Copy the entries below word for word, keeping every line in its original order.

*** DATA PROVIDED

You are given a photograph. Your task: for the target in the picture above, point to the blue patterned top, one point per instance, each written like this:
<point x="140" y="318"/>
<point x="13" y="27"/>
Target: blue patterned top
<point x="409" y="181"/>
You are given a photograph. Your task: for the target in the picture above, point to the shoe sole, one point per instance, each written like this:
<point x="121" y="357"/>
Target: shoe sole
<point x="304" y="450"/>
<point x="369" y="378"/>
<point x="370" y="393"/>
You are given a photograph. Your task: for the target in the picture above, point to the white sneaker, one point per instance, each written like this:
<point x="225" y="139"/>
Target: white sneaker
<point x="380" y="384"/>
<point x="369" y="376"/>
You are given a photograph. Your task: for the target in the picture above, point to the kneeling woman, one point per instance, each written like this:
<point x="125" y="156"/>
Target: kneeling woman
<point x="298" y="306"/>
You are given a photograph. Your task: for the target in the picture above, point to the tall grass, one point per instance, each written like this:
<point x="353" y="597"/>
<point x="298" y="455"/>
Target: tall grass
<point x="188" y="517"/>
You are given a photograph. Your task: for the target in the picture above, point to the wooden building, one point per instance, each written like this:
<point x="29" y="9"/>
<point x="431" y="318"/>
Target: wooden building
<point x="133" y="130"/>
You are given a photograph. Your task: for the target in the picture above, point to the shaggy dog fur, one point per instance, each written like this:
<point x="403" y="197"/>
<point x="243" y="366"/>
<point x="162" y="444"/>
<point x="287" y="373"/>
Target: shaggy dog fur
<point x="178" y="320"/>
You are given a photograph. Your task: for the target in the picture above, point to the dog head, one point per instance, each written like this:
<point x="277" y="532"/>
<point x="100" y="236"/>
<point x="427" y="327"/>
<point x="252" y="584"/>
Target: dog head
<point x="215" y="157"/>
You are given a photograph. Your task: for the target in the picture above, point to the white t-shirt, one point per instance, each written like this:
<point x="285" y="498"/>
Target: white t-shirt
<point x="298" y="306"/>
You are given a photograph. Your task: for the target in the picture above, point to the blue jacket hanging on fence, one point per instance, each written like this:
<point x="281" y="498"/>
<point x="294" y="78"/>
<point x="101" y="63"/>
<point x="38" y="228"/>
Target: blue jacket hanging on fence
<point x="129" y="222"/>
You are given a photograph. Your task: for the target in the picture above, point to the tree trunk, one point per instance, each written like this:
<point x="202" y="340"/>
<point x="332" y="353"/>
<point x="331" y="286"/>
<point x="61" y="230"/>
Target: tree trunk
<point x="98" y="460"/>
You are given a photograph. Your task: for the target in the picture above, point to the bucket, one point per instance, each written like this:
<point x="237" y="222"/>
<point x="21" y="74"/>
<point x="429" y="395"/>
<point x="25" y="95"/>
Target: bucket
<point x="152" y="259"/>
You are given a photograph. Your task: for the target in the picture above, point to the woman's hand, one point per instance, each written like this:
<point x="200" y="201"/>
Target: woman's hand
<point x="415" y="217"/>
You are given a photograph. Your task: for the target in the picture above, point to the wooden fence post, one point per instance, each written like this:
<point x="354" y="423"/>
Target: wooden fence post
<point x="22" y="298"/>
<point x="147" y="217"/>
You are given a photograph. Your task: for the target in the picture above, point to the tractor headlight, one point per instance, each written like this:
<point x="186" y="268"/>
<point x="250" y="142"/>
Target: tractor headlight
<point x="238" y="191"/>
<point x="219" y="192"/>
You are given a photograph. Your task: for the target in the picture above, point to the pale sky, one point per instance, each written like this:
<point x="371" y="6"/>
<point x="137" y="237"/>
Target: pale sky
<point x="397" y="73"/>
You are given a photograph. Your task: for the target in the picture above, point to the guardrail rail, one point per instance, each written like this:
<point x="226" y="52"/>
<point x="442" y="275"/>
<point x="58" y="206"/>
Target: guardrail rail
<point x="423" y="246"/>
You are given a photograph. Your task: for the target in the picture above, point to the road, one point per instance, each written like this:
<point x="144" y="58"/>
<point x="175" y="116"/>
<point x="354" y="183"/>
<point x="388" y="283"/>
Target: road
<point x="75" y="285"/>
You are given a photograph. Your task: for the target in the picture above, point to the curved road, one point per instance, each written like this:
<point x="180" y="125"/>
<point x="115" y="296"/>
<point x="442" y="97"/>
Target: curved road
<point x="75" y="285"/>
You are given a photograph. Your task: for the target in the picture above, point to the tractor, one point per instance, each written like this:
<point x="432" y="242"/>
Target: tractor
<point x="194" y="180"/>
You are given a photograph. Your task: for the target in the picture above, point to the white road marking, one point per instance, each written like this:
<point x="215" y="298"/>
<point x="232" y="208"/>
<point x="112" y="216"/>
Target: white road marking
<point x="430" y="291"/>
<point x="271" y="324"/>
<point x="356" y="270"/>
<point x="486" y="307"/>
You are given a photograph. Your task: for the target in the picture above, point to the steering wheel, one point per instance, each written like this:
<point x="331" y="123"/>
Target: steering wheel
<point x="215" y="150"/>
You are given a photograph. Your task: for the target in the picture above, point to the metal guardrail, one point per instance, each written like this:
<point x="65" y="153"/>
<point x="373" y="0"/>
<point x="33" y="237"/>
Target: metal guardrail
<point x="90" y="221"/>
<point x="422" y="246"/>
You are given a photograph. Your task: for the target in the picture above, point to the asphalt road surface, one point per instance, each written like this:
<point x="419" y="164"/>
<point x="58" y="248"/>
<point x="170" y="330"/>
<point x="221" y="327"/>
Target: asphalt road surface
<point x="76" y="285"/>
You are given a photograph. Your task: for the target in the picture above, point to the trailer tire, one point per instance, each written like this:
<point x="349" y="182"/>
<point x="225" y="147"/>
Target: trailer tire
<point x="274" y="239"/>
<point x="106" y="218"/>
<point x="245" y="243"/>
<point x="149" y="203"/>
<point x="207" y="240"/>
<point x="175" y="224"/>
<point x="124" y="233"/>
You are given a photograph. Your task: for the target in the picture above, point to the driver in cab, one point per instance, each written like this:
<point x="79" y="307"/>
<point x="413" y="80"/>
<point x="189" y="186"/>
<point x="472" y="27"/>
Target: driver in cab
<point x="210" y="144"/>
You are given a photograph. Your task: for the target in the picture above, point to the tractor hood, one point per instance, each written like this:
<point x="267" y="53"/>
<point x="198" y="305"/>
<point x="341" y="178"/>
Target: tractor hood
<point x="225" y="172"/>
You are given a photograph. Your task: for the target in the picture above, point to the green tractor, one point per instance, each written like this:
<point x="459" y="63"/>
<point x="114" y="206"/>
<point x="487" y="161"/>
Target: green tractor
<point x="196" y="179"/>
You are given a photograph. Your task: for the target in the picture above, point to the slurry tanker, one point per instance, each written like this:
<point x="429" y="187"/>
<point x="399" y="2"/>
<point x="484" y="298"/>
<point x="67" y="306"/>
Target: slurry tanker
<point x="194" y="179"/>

******

EXERCISE RESPONSE.
You are given a photograph. Your task: for the target in the picture above, point to the blue patterned top, one point per instance, each written like this:
<point x="140" y="318"/>
<point x="13" y="27"/>
Target: blue patterned top
<point x="409" y="181"/>
You are given a photograph. Your task: for the target in the picture above, point to the shoe sole, one point per instance, each written like this:
<point x="121" y="357"/>
Target: shoe sole
<point x="304" y="450"/>
<point x="369" y="378"/>
<point x="370" y="393"/>
You are given a photograph. Your task: for the target in the picture above, point to the white sneaker, one point per instance, each written like this:
<point x="225" y="139"/>
Target: white sneaker
<point x="380" y="384"/>
<point x="369" y="376"/>
You are given a photograph. Your task: for the target in the picture above, point to the kneeling woman, one point per instance, each written like this:
<point x="125" y="156"/>
Target: kneeling woman
<point x="298" y="306"/>
You are given a photograph. Your task: for the target in the picture above, point to the tall grass, one point per instance, each written like this:
<point x="353" y="597"/>
<point x="298" y="455"/>
Target: tall grass
<point x="188" y="517"/>
You are given a photograph. Your task: for the target in the picture above, point to the wooden building, one point per instance, each written like this:
<point x="29" y="9"/>
<point x="431" y="318"/>
Target: wooden building
<point x="133" y="130"/>
You are given a photograph. Your task: for the target in the picture above, point to the shaggy dog fur, one point per instance, each written like this:
<point x="403" y="197"/>
<point x="243" y="366"/>
<point x="162" y="444"/>
<point x="287" y="373"/>
Target: shaggy dog fur
<point x="178" y="320"/>
You are given a photograph. Your task: for the target in the picture above, point to the dog head, one point per instance, each written like this:
<point x="277" y="532"/>
<point x="100" y="236"/>
<point x="427" y="327"/>
<point x="252" y="584"/>
Target: dog head
<point x="215" y="157"/>
You are given a photograph. Your task: for the target in the picture above, point to the white t-shirt, one point per instance, each written like this:
<point x="285" y="498"/>
Target: white t-shirt
<point x="298" y="306"/>
You are given a photograph. Your task: for the target in the picture above, point to the blue jacket hanging on fence, one point per instance, each written like this:
<point x="281" y="498"/>
<point x="294" y="78"/>
<point x="101" y="63"/>
<point x="38" y="228"/>
Target: blue jacket hanging on fence
<point x="129" y="222"/>
You are given a photograph. Your task: for the target in the picture above, point to the tree trunk, one point per instance, each written like this:
<point x="202" y="340"/>
<point x="332" y="353"/>
<point x="331" y="286"/>
<point x="61" y="230"/>
Target: tree trunk
<point x="98" y="460"/>
You are given a photograph. Your task: for the target in the picture above, point to the bucket, one point per instance, each written like this:
<point x="237" y="222"/>
<point x="21" y="74"/>
<point x="429" y="395"/>
<point x="25" y="95"/>
Target: bucket
<point x="152" y="259"/>
You are given a photograph. Your task: for the target in the picture above, point to the woman's hand, one point per instance, each written like this:
<point x="200" y="201"/>
Target: woman's hand
<point x="415" y="217"/>
You are given a photograph. Your task: for the target in the picture above, point to the wooden fence post, one point per instance, each written like this:
<point x="354" y="423"/>
Target: wooden fence post
<point x="22" y="298"/>
<point x="147" y="217"/>
You are given a photograph. Your task: for the target in the picture above, point to the tractor headlight, one point per instance, each written like this:
<point x="186" y="268"/>
<point x="250" y="142"/>
Target: tractor headlight
<point x="238" y="191"/>
<point x="219" y="192"/>
You are given a photograph. Your task: for the target in the picture above, point to the pale sky, one point per instance, each written like this:
<point x="371" y="6"/>
<point x="137" y="237"/>
Target: pale sky
<point x="397" y="73"/>
You are given a photograph. Your task: for the target in the picture above, point to the guardrail rail, one point per instance, each written like this:
<point x="226" y="52"/>
<point x="442" y="275"/>
<point x="58" y="206"/>
Target: guardrail rail
<point x="423" y="246"/>
You are given a photograph. Your task: for the target in the picture above, point to the road, one point per instance, each written like this:
<point x="144" y="58"/>
<point x="175" y="116"/>
<point x="354" y="183"/>
<point x="388" y="283"/>
Target: road
<point x="75" y="285"/>
You are given a photograph. Your task: for the target in the picture above, point to the curved road, one point per instance, each written like this:
<point x="180" y="125"/>
<point x="115" y="296"/>
<point x="442" y="97"/>
Target: curved road
<point x="75" y="285"/>
You are given a photograph. Your task: for the target in the picture above, point to the tractor, one point per instance, each written like this:
<point x="432" y="242"/>
Target: tractor
<point x="194" y="180"/>
You are given a photograph. Your task: for the target in the picture above, point to the white road marking, one point per instance, each written like this:
<point x="215" y="298"/>
<point x="232" y="208"/>
<point x="112" y="216"/>
Target: white road marking
<point x="430" y="291"/>
<point x="271" y="324"/>
<point x="356" y="270"/>
<point x="486" y="307"/>
You are given a photograph. Your task: for the target in the picture above, point to the steering wheel, one point per instance, each written like this:
<point x="331" y="123"/>
Target: steering wheel
<point x="215" y="150"/>
You are given a photograph. Your task: for the target in the picture above, point to the metal guardrail, one point per instance, each written like this:
<point x="65" y="153"/>
<point x="373" y="0"/>
<point x="33" y="237"/>
Target: metal guardrail
<point x="90" y="221"/>
<point x="422" y="246"/>
You are given a photograph. Your task: for the target in the picture above, point to the asphalt road surface, one point per instance, each written like this:
<point x="419" y="164"/>
<point x="58" y="248"/>
<point x="170" y="330"/>
<point x="221" y="327"/>
Target: asphalt road surface
<point x="76" y="285"/>
You are given a photograph. Your task: for the target in the picture above, point to the trailer tire, one point per instance, each written like this:
<point x="349" y="182"/>
<point x="225" y="147"/>
Target: trailer tire
<point x="274" y="239"/>
<point x="106" y="218"/>
<point x="245" y="243"/>
<point x="149" y="203"/>
<point x="207" y="240"/>
<point x="175" y="224"/>
<point x="124" y="233"/>
You are given a photograph. Your task: for the target in the picture above, point to the driver in cab, one point per instance, each written like this:
<point x="79" y="307"/>
<point x="413" y="80"/>
<point x="189" y="186"/>
<point x="472" y="27"/>
Target: driver in cab
<point x="210" y="144"/>
You are given a photograph. Your task: for the target in the picture above, point to the tractor hood, one point per instance, each written like this:
<point x="267" y="53"/>
<point x="198" y="305"/>
<point x="341" y="178"/>
Target: tractor hood
<point x="225" y="172"/>
You are given a photograph. Your task: for the target in the picture above, point to the green tractor, one point per instance, each written like this:
<point x="459" y="63"/>
<point x="114" y="206"/>
<point x="487" y="161"/>
Target: green tractor
<point x="196" y="179"/>
You are given a photograph. Your task: for the target in the picture above, point to the slurry tanker, one point per instance, each written like this:
<point x="429" y="187"/>
<point x="399" y="2"/>
<point x="484" y="298"/>
<point x="67" y="306"/>
Target: slurry tanker
<point x="194" y="179"/>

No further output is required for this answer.